TREŚĆ ZADANIA: Przepisz, proszę, bez żadnych zmian tylko fragment wpisów, który zaczyna się wierszem zawierającym „Locate the tail” i kończy ostatnim wierszem wpisów. Oba te wiersze również uwzględnij.

WYKAZ WPISÓW:
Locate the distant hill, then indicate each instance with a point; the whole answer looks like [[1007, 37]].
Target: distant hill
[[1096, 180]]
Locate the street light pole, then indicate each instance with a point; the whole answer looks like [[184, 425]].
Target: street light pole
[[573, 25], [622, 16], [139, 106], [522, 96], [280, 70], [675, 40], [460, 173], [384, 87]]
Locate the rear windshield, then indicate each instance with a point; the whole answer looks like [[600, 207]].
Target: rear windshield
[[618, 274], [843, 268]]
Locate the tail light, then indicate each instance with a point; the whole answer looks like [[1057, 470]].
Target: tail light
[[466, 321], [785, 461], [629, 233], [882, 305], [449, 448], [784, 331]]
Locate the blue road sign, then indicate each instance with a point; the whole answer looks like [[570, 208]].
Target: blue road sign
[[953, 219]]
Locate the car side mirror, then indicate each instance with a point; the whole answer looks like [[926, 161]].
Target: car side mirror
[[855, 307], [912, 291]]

ROZWIĄZANIE ZADANIA:
Locate the tail light, then indicate each instance with a point; the whole answer looks like [[1057, 470]].
Target: tail light
[[466, 321], [785, 461], [629, 233], [882, 305], [449, 448], [784, 331]]
Locate the blue road sign, then indicate each instance with a point; the whole answer looks like [[570, 208]].
Target: blue road sign
[[953, 219]]
Locate the car side mirror, then indicate each instance with a point; the whole answer looks like [[926, 161]].
Target: car side mirror
[[855, 307], [912, 291]]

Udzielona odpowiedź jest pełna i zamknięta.